• _What you are asked to do_
Copy each of the following records word for word, leaving the pictures out of your answer.

• _Material_
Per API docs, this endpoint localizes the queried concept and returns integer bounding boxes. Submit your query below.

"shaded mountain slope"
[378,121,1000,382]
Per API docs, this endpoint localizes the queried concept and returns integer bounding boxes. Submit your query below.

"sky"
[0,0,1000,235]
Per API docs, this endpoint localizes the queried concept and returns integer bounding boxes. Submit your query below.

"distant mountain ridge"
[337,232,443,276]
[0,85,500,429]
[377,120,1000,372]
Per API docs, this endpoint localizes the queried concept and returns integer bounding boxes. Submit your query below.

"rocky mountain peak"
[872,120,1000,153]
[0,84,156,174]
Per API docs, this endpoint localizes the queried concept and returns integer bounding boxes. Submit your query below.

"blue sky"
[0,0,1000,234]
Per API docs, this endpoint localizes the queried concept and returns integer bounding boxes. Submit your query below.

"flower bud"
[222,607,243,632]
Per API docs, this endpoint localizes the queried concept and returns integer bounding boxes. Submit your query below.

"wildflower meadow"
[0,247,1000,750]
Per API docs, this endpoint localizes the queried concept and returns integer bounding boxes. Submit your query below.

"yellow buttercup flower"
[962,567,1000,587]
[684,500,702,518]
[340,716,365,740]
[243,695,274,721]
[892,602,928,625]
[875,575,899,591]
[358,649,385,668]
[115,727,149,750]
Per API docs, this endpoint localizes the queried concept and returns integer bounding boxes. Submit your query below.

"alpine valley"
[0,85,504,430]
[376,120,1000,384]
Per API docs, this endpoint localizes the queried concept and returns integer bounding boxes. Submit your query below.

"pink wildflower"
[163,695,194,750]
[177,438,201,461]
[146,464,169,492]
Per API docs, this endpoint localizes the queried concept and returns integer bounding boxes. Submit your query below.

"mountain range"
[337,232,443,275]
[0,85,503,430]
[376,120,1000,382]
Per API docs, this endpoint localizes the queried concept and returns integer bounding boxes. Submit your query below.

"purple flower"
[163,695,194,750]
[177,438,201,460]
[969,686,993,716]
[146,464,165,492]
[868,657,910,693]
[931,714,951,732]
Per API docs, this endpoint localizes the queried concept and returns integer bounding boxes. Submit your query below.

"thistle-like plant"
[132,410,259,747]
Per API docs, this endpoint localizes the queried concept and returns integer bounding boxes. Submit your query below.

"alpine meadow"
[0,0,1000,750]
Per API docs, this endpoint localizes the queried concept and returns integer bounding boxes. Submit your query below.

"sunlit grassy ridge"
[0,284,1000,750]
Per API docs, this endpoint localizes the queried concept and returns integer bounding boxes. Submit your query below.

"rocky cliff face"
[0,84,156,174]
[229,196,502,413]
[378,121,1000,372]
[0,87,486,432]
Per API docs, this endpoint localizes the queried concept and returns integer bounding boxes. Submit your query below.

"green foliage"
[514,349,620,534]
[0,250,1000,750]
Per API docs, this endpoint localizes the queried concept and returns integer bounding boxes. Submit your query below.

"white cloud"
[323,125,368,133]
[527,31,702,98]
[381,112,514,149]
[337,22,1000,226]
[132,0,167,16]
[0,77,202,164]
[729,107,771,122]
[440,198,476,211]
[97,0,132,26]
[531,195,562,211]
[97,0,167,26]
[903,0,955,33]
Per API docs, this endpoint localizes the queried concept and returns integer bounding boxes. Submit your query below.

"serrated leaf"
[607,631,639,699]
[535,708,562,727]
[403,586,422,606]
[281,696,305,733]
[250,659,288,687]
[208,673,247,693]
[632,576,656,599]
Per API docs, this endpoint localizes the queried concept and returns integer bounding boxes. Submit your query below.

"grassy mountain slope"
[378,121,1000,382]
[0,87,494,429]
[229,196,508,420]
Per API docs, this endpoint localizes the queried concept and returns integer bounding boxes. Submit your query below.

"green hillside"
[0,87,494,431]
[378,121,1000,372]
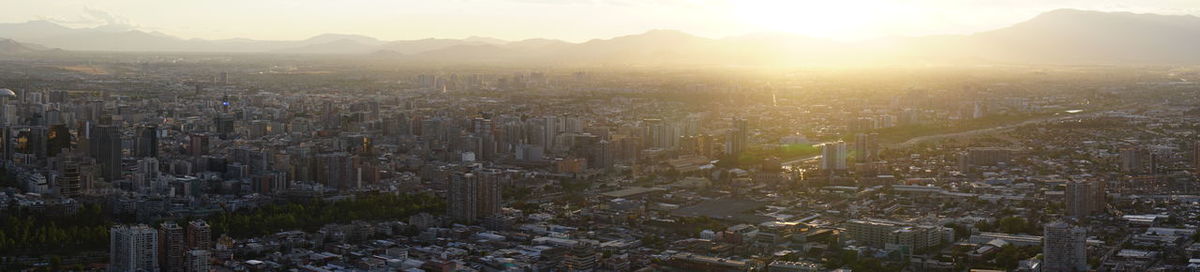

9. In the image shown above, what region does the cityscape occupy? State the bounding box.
[0,0,1200,272]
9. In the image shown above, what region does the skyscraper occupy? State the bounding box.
[158,222,187,272]
[1121,147,1151,174]
[184,249,210,272]
[91,126,121,182]
[725,119,750,155]
[187,134,209,156]
[446,171,500,223]
[108,225,158,271]
[854,133,878,163]
[820,141,846,170]
[134,125,158,157]
[1063,181,1105,218]
[1042,220,1087,272]
[187,219,212,250]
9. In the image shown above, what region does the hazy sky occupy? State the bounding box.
[0,0,1200,41]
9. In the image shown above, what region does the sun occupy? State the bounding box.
[734,0,881,40]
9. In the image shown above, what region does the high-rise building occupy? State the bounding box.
[1042,220,1087,272]
[187,219,212,250]
[184,249,209,272]
[212,115,233,139]
[725,119,750,155]
[1121,147,1151,174]
[132,157,162,192]
[1063,181,1106,218]
[47,125,71,157]
[854,133,878,163]
[820,141,847,170]
[91,126,122,182]
[446,171,500,223]
[58,152,85,198]
[158,222,187,272]
[134,125,158,157]
[187,134,209,156]
[844,219,954,252]
[108,225,158,271]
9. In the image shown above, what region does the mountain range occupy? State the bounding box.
[0,10,1200,65]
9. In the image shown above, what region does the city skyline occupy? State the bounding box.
[7,0,1200,42]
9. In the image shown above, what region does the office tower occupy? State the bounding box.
[316,152,354,191]
[133,157,162,192]
[842,219,954,250]
[58,152,84,198]
[184,249,209,272]
[542,115,560,151]
[1064,181,1106,218]
[1042,220,1087,272]
[1063,181,1094,218]
[108,225,158,271]
[46,125,71,157]
[158,222,187,272]
[854,133,878,163]
[91,126,122,182]
[212,115,233,139]
[1121,147,1151,174]
[187,134,209,156]
[446,171,500,223]
[725,119,750,155]
[820,141,846,170]
[187,219,212,250]
[134,125,158,157]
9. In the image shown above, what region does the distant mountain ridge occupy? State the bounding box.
[0,10,1200,65]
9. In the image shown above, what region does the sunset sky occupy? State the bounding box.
[0,0,1200,41]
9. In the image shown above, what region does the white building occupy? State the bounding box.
[1042,222,1087,272]
[108,225,158,271]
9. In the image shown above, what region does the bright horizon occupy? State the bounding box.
[0,0,1200,42]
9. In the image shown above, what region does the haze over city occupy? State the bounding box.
[0,0,1200,272]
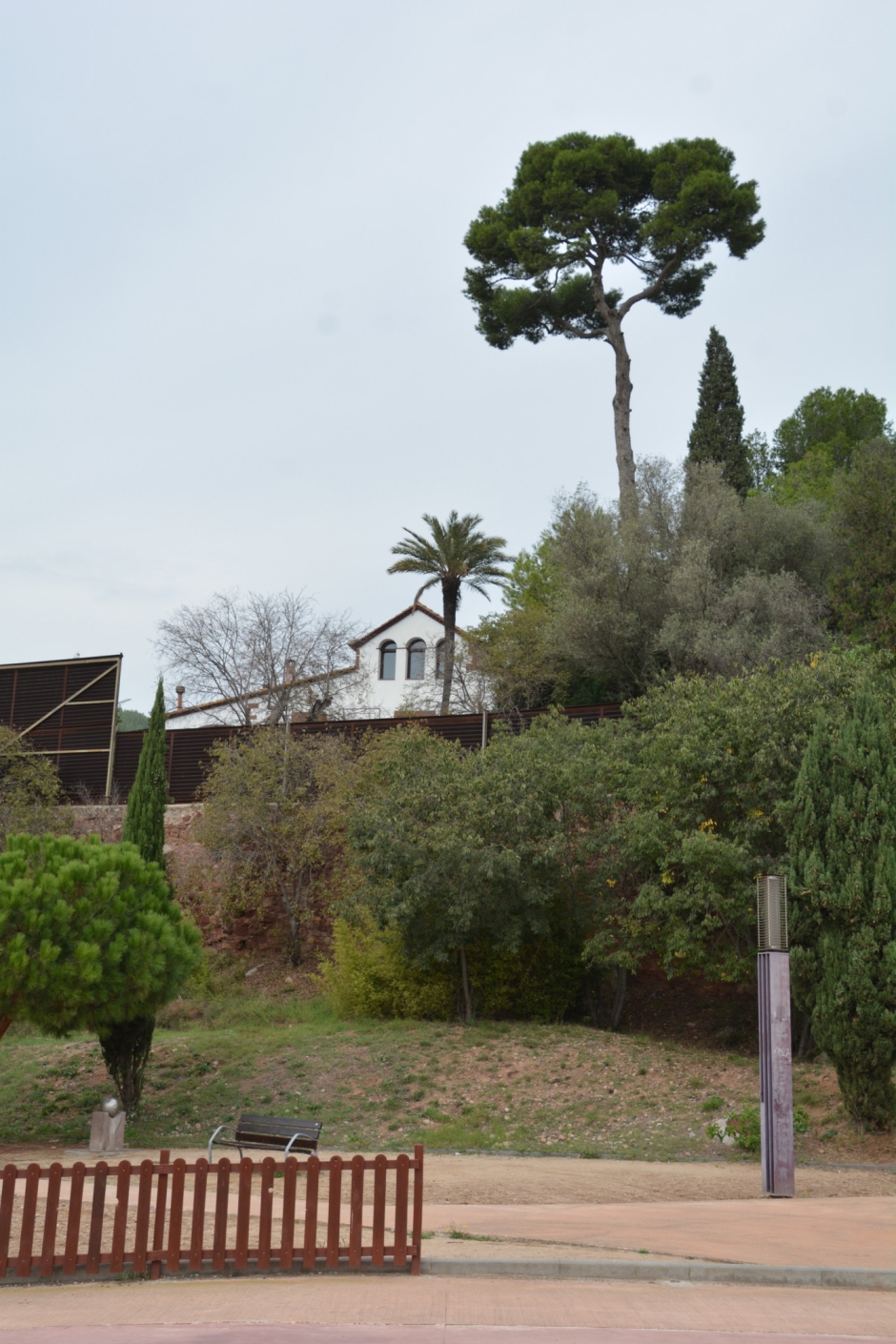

• _Result for this task_
Per API docs, this endpoint localizes the queried concept and returns integer bounding boxes. Submit your query below.

"shaded mountain slope"
[378,121,1000,382]
Per API docs, this endpoint localizes the queried concept and returns integer bounding boxes. Submit your query below.

"sky"
[0,0,1000,235]
Per API docs, this endpoint localizes the queried concept and returns integer bounding boxes. Submit your query below.

"distant mountain ridge"
[337,232,443,276]
[0,85,500,429]
[377,120,1000,372]
Per API docs, this endpoint localizes the queried concept and returns integer bounding boxes. Submit your query below.

"rocky mountain peak"
[872,120,1000,153]
[0,84,156,174]
Per API docs, this endpoint localizes the queried concept and returns integer bounding boxes. Submit your query below.

"blue sky"
[0,0,1000,234]
Per API docs, this endpoint localizes the queried concept and returns integer bounding boxes. Submit your query below.

"flower bud"
[222,607,243,632]
Per API docs, this endpoint localizes the queried concept and returns integer bounding boxes. Submit your query below.

"wildflower meadow"
[0,247,1000,750]
Per API docs, this endpoint localizes the queried concept and returns integer bounding boxes. Submit your query below.

"yellow buttercup flower"
[962,567,1000,587]
[684,500,702,518]
[340,716,365,740]
[243,695,274,721]
[892,602,928,625]
[875,575,899,591]
[358,649,385,668]
[115,727,149,750]
Per API docs, this endpoint localizes the queried concept and returns integer bounding boxes. Submit your query below.

"alpine valley"
[0,85,504,430]
[376,120,1000,384]
Per API docs, this endpoint localizes the queried concept and returns integer bounding boxes. Submit your query below.

"pink wildflower"
[163,695,194,750]
[177,438,201,461]
[146,464,169,492]
Per API docs, this endpoint localizes the queried concept and returns integer bounding boxes. Submit your query below.

"mountain range"
[337,232,443,275]
[0,85,503,430]
[376,120,1000,382]
Per API docs, this endpoint localizes the queried concept and returns integer bounding boxes. Submit your query below.

"purple flower"
[163,695,194,750]
[177,438,201,460]
[969,686,993,716]
[146,464,165,492]
[868,657,910,693]
[931,714,951,732]
Per API docs, this endpoint localizes the queried concept and returns integer bounding boxes. Submit your query below.

"thistle-like plant"
[132,410,259,747]
Per API docs, this endpoint localizes the queried concept and returns integer bounding boxes. Submit your query below.

"alpine meadow"
[0,0,1000,750]
Per API docs, this endpoint localizes the queried concept and returns integer bounding boxes. Submit your query below.

"sunlit grassy ridge"
[0,284,1000,750]
Per API docs, this endpoint localizes the queried concept and returns integer bounding boxes. Submit your query below.

"rocky cliff face"
[0,84,156,174]
[229,196,502,413]
[378,121,1000,372]
[0,87,486,432]
Per API docs, this endpoint localizes the queried concept and returns integer bounding boxes. Submit your query below.

"green foliage"
[514,349,620,534]
[0,250,1000,750]
Per API docs, this endpoint localizes the queried concept and returns integer bounding boxes. Submit your query below.

"white cloud"
[323,125,368,133]
[527,31,702,98]
[381,112,514,149]
[337,22,1000,226]
[132,0,167,16]
[0,77,202,164]
[729,107,771,122]
[440,198,476,211]
[97,0,132,26]
[531,195,562,211]
[97,0,167,26]
[903,0,955,33]
Per API docs, this endpoint localizes the queried concept and returns integer bounding boxes. Submit your query below.

"serrated leaf"
[607,631,639,699]
[535,708,562,727]
[403,586,422,606]
[281,696,305,733]
[250,659,288,687]
[208,673,247,693]
[632,576,656,599]
Per API docs, this endpoint localizes the queried concept and returns integer bounding boxes. Submit your query below.

"grassy mountain slope"
[378,121,1000,382]
[0,87,494,429]
[229,196,508,420]
Per API docs, this endpoint localizes the queried concept and returns integer bounding boxes. Submit your query below.

"green hillside"
[0,87,494,431]
[378,121,1000,372]

9. In the image shown above, what region does the cityscape occupy? State the bounding box.
[0,0,1200,272]
9. In the image shown above, what region does the skyscraper occupy? State the bounding box.
[158,222,187,272]
[1121,147,1151,174]
[184,249,210,272]
[91,126,121,182]
[725,119,750,155]
[187,134,209,156]
[446,171,500,223]
[108,225,158,271]
[854,133,878,163]
[820,141,846,170]
[134,125,158,157]
[1063,181,1105,218]
[1042,220,1087,272]
[187,219,212,250]
9. In the image shown above, what region does the hazy sky occupy? State the bounding box.
[0,0,1200,41]
9. In the image shown above, what region does the sun occupy? State the bounding box.
[734,0,881,40]
9. In the image shown above, what region does the high-rise building occupy? State the bounding box.
[1042,220,1087,272]
[187,219,212,250]
[184,249,209,272]
[212,115,233,139]
[725,119,750,155]
[1121,147,1151,174]
[132,157,162,192]
[1063,181,1106,218]
[47,125,71,157]
[854,133,878,163]
[820,141,847,170]
[91,126,122,182]
[446,171,500,223]
[58,152,85,198]
[158,222,187,272]
[134,125,158,157]
[187,134,209,156]
[844,219,954,252]
[108,225,158,271]
9. In the image shown above, what region does the mountain range occupy? State the bounding box.
[0,10,1200,65]
9. In the image shown above, what region does the city skyline occupy? State the bounding box.
[7,0,1200,42]
9. In the image shown above, what region does the office tower occupy? State the bounding box.
[316,152,354,191]
[133,157,162,192]
[842,219,954,250]
[58,152,84,198]
[184,249,209,272]
[542,115,560,151]
[1064,181,1106,218]
[1042,220,1087,272]
[1063,181,1094,218]
[108,225,158,271]
[46,125,71,157]
[158,222,187,272]
[854,133,878,163]
[91,126,122,182]
[212,115,233,139]
[1121,147,1151,174]
[187,134,209,156]
[446,171,500,223]
[725,119,750,155]
[820,141,846,170]
[187,219,212,250]
[134,125,158,157]
9. In the image shown above, what region does the distant mountain ridge occupy? State the bounding box.
[0,10,1200,65]
9. In the image shown above, what region does the sunset sky occupy? State the bounding box.
[0,0,1200,41]
9. In the image shown above, what region does the white building occupy? State the bounding box.
[1042,222,1087,272]
[108,225,158,271]
9. In the image shown above, what region does the bright horizon occupy? State the bounding box.
[0,0,1200,42]
9. In the image shown above, what region does the haze over city occupy? State the bounding box.
[0,0,1200,272]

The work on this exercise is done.